Your answer must match the entries below word for word.

[EXTRACTED MATERIAL]

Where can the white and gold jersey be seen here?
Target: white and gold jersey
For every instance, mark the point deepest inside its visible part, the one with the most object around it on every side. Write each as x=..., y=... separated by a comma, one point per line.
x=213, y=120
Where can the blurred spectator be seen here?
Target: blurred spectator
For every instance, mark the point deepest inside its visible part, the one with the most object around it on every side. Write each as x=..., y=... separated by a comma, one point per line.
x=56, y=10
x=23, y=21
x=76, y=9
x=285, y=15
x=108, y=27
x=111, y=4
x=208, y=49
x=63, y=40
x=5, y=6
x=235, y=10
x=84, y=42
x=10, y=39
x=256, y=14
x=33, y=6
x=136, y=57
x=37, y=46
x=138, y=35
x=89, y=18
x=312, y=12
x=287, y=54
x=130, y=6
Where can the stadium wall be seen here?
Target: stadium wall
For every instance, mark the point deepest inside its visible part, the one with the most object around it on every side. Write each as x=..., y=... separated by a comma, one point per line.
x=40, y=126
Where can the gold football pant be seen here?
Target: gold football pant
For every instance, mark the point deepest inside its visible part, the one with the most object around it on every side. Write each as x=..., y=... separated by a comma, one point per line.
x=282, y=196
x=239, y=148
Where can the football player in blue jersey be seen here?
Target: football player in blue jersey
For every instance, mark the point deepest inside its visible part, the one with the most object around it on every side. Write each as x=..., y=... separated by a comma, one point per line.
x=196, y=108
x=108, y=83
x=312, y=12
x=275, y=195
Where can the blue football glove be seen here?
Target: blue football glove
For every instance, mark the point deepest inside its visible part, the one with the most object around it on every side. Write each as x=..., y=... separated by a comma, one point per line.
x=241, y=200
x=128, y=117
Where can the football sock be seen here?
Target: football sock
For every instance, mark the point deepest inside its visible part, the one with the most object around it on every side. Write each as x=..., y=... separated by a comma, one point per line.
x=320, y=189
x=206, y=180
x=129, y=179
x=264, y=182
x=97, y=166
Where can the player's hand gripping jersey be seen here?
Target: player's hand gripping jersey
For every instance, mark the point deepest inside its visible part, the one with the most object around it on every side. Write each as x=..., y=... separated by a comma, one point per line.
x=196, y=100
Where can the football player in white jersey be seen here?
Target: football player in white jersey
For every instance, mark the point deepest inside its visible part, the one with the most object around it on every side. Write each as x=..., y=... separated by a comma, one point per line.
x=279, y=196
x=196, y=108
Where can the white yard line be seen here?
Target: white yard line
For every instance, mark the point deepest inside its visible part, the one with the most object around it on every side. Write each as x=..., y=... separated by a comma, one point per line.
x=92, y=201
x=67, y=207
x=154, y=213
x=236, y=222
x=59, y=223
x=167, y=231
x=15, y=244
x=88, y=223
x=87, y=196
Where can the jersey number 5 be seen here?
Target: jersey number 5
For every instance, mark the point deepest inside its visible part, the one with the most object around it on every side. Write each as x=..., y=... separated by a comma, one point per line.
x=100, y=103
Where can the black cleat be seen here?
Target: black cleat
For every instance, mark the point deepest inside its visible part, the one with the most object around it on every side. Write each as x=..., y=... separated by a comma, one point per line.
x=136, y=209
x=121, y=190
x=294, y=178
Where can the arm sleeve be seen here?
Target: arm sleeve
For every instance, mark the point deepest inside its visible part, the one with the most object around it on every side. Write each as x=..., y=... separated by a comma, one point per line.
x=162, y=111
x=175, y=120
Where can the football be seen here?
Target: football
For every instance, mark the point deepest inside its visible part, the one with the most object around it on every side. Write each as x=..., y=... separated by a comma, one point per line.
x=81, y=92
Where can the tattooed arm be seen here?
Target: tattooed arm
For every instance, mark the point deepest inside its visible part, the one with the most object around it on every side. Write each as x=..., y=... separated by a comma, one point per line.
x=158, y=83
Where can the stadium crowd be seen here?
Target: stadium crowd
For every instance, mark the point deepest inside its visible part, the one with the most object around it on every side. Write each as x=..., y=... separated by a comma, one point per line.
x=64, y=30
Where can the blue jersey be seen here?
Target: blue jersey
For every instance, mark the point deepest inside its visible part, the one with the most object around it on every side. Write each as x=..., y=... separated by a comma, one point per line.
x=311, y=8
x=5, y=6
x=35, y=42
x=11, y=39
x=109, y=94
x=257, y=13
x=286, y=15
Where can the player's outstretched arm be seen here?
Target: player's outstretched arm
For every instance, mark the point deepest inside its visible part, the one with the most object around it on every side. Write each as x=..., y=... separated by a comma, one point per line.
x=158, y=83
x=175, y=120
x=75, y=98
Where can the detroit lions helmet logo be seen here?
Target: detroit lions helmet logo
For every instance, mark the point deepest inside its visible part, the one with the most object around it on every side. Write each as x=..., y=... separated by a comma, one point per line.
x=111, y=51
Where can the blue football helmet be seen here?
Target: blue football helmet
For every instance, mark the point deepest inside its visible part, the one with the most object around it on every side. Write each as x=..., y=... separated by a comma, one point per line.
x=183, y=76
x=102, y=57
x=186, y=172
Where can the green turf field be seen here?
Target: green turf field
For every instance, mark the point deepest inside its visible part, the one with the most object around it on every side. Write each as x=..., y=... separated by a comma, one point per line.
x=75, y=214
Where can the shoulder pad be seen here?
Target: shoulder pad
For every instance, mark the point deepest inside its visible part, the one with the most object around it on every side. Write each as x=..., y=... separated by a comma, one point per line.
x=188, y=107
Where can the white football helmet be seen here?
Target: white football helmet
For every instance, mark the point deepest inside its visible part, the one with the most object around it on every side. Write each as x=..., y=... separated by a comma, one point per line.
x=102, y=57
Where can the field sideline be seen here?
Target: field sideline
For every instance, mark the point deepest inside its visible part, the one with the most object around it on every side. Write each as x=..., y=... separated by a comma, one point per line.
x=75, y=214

[/EXTRACTED MATERIAL]

**RESULT**
Where can the white and gold jersey be seen here?
Target: white and gold jersey
For every instance, mark the point deepest inside its visible part, the one with the most object around it on every side. Write each as x=..., y=... separated by a comma, one point per line.
x=213, y=120
Where can the blurred spectator be seen here?
Target: blurred spectator
For every instance, mark the point deepest inside its visible part, the one with the most object around it on every side. Write each as x=..., y=... separated by a comma, one point per line.
x=56, y=10
x=23, y=21
x=76, y=9
x=285, y=15
x=108, y=27
x=111, y=4
x=208, y=49
x=63, y=40
x=5, y=6
x=235, y=10
x=84, y=42
x=10, y=39
x=256, y=14
x=33, y=6
x=136, y=57
x=37, y=46
x=138, y=35
x=89, y=18
x=312, y=12
x=287, y=54
x=130, y=6
Where can the stadium wall be seen here?
Target: stadium wall
For every instance, mark the point deepest inside its visible part, the one with the most object around it on every side. Write each as x=..., y=... separated by a comma, one point per line.
x=40, y=126
Where can the gold football pant be seen here?
Target: gold football pant
For every instance, mark the point deepest inside its visible part, the one with the most object around it on every side. Write each as x=..., y=... separated by a comma, one point per line.
x=282, y=196
x=239, y=148
Where can the football player in blue jersey be seen here?
Target: football player in blue jersey
For every instance, mark the point deepest inside its visible part, the one with the most object around it on every side. Write each as x=..., y=... separated by a comma, one point per line.
x=196, y=108
x=108, y=83
x=312, y=12
x=275, y=195
Where can the blue football glove be seen here?
Target: blue football glove
For every instance, mark the point deepest inside its visible part, the one with the most object around it on every side. Write each as x=..., y=... separated by a comma, one point per line.
x=241, y=200
x=128, y=117
Where can the football sock be seen here?
Target: football sock
For every instance, mark the point deepest inside its visible part, the one with the most object around it on every side. Write each as x=..., y=... separated by a comma, one point per line.
x=320, y=189
x=206, y=180
x=129, y=179
x=264, y=182
x=97, y=166
Where can the player's hand gripping jersey be seen here?
Target: player's hand gripping jersey
For every instance, mark the point deepest inside its visible part, the one with the most object around it on every side. Write each as x=..., y=... separated by a comma, one point per line.
x=196, y=100
Where can the football player in white jersey be seen here?
Target: football player in white jersey
For every instance, mark the point deepest inside its visible part, the one with the most object around it on every side. Write each as x=..., y=... separated by a comma, one point per line.
x=279, y=196
x=196, y=108
Where can the white yard line be seen here?
Target: white yard line
For every instance, mark the point deepest inside its visible part, the one with the most object around it on every side. Write each as x=..., y=... separated by a comma, one point per line.
x=92, y=201
x=67, y=207
x=154, y=213
x=236, y=222
x=59, y=223
x=167, y=231
x=15, y=244
x=88, y=223
x=87, y=196
Where can the jersey number 5 be seen here?
Target: jersey number 5
For every instance, mark the point deepest inside its visible part, the one with the most object around it on every side. Write each as x=..., y=... separated by a comma, one point per line.
x=100, y=103
Where can the black cleat be seen here?
Target: black cleat
For every instance, mark the point deepest inside its visible part, the one with the most object around it on every side. Write each as x=..., y=... separated by a comma, one point per line.
x=136, y=209
x=121, y=190
x=294, y=178
Where can the arm sleeve be seen here?
Target: arm sleeve
For every instance, mark the point deepest inside its visible part, the one with the most object around it on every side. Write each as x=..., y=... separated by a comma, one point per line.
x=162, y=111
x=175, y=120
Where can the football be seen here?
Target: football
For every instance, mark the point deepest inside its visible part, the one with the most object around it on every side. Write each as x=..., y=... separated by a comma, one point per line.
x=81, y=92
Where can the tattooed arm be seen here?
Target: tattooed arm
For every instance, mark the point deepest inside its visible part, the one with the most object around it on every side. Write each as x=..., y=... separated by a comma, one point per line.
x=158, y=83
Where can the stadium crowd be seen here?
Target: stadium crowd
For every instance, mark the point deepest inside its visible part, the one with the most object around it on every side. Write each as x=..., y=... separated by a comma, one point per line.
x=64, y=30
Where can the blue jersey be seen here?
Target: blue jersey
For every instance, mark the point deepest inside its visible part, the one with the most object around it on every side. Write each as x=..., y=... separated by a comma, one point per line.
x=311, y=8
x=5, y=6
x=35, y=42
x=11, y=39
x=109, y=94
x=257, y=13
x=286, y=15
Where can the player's outstretched arm be seen here?
Target: player's outstretched arm
For every instance, mark the point deepest inside its visible part, the one with the most object around it on every side. Write each as x=..., y=... separated by a comma, one point per line.
x=158, y=83
x=175, y=120
x=75, y=98
Where can the detroit lions helmet logo be seen here?
Target: detroit lions helmet logo
For every instance, mark the point deepest inside its visible part, the one with the most object around it on every side. Write each as x=..., y=... separated by a comma, one point per line.
x=111, y=51
Where can the blue football helmet be seen here?
Target: blue football helmet
For every instance, mark the point deepest inside its visible part, the one with the most object around it on every side. Write each as x=..., y=... separated by a comma, one point per line.
x=183, y=76
x=102, y=57
x=186, y=172
Where can the green turf field be seen here?
Target: green turf field
For every instance, mark the point deepest inside its visible part, the one with the most object around it on every side. Write each as x=..., y=... separated by a comma, one point per line.
x=75, y=214
Where can the shoulder pad be seen here?
Target: shoulder pad
For every instance, mark the point deepest inside its visible part, the one with the most object around it on every side. Write each as x=..., y=... separated by a comma, one point per line.
x=188, y=107
Where can the white football helmet be seen here?
Target: white football helmet
For every instance, mark the point deepest inside its visible part, the one with the most object around it on every side. Write each as x=..., y=... separated by a comma, one point per line.
x=102, y=57
Where can the field sideline be seen here?
Target: field sideline
For every instance, mark the point deepest inside its visible part, the one with the most object around it on every side. Write each as x=..., y=... separated by a comma, one point per line.
x=75, y=214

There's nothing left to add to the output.